Beginning at the line that contains "Pick out the wall", reproduce every line to the end of the material without changing any of them.

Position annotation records
= = = = =

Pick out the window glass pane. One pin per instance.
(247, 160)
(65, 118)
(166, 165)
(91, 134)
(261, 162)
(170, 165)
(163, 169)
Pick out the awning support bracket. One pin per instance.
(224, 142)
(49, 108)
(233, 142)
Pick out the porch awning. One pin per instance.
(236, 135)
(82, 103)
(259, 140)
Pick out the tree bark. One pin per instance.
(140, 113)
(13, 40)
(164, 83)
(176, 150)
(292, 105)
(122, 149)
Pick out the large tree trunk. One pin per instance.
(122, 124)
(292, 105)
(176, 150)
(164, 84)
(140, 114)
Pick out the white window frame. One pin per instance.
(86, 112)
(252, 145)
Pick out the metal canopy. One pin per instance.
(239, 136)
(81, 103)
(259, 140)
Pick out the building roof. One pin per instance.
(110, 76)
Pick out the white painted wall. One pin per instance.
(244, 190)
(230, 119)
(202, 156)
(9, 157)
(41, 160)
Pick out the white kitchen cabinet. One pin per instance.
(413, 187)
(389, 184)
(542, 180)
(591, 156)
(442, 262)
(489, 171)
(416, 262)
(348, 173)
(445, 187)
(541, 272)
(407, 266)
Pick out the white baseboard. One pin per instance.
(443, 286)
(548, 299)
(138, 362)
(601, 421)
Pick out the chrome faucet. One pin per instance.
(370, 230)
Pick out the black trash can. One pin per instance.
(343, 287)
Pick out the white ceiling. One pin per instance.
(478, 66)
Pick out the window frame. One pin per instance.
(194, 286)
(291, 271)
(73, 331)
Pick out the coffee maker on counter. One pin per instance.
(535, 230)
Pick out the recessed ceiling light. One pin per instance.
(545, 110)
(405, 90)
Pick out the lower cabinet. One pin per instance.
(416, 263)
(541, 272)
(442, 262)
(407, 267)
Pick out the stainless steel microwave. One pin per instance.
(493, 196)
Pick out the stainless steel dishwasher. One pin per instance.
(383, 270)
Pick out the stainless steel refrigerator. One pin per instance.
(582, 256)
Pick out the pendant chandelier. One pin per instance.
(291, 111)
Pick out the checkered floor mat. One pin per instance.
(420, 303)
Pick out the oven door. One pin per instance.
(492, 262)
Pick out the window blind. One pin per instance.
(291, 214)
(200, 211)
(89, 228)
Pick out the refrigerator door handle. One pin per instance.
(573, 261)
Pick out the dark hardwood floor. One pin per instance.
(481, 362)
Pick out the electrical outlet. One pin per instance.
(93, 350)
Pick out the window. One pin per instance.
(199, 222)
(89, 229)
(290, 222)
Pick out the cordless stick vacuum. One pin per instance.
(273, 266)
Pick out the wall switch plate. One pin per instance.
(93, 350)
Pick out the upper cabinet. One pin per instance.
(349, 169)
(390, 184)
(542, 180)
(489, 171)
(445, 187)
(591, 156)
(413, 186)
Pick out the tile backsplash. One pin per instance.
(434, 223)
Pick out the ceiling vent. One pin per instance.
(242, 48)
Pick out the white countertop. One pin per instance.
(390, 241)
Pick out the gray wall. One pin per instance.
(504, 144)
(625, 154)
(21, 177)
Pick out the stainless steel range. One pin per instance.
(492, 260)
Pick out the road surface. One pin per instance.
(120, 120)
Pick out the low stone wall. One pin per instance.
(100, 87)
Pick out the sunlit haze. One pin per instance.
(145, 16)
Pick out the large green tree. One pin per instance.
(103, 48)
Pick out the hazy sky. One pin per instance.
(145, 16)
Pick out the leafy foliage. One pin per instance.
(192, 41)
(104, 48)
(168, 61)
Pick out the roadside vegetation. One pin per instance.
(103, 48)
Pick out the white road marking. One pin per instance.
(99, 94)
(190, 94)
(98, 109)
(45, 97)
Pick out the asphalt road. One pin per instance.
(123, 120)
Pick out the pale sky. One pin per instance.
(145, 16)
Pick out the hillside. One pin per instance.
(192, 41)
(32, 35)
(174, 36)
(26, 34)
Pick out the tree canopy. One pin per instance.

= = = = =

* _SOLUTION_
Pick out the wall switch plate. One pin per instance.
(93, 350)
Pick out the upper cabinet. One pin per instance.
(349, 169)
(390, 184)
(542, 180)
(489, 171)
(445, 187)
(591, 156)
(413, 186)
Pick out the tile backsplash. One pin per instance.
(434, 223)
Pick out the ceiling vent. One pin per instance.
(242, 48)
Pick out the white countertop. One pin per instance.
(390, 241)
Pick out the gray wall. One pin per instance.
(504, 144)
(625, 154)
(21, 177)
Pick out the stainless steel range. One pin per instance.
(492, 260)
Pick out the road surface. One pin per instance.
(120, 120)
Pick out the low stone wall. One pin per instance.
(100, 87)
Pick out the sunlit haze. One pin per instance.
(145, 16)
Pick out the large green tree. One pin per instance.
(103, 48)
Pick out the hazy sky. One pin per instance.
(145, 16)
Pick out the leafy foliage. One pin per instance.
(192, 41)
(104, 48)
(168, 61)
Pick out the roadside vegetation. One pin per instance.
(103, 48)
Pick out the white road marking. One pin per instance.
(99, 94)
(190, 94)
(98, 109)
(45, 97)
Pick out the asphalt road. One pin per instance.
(123, 120)
Pick out the pale sky. One pin per instance.
(145, 16)
Pick out the hillside. One pin per instance.
(192, 41)
(32, 35)
(174, 36)
(26, 34)
Pick out the tree canopy. One pin per instance.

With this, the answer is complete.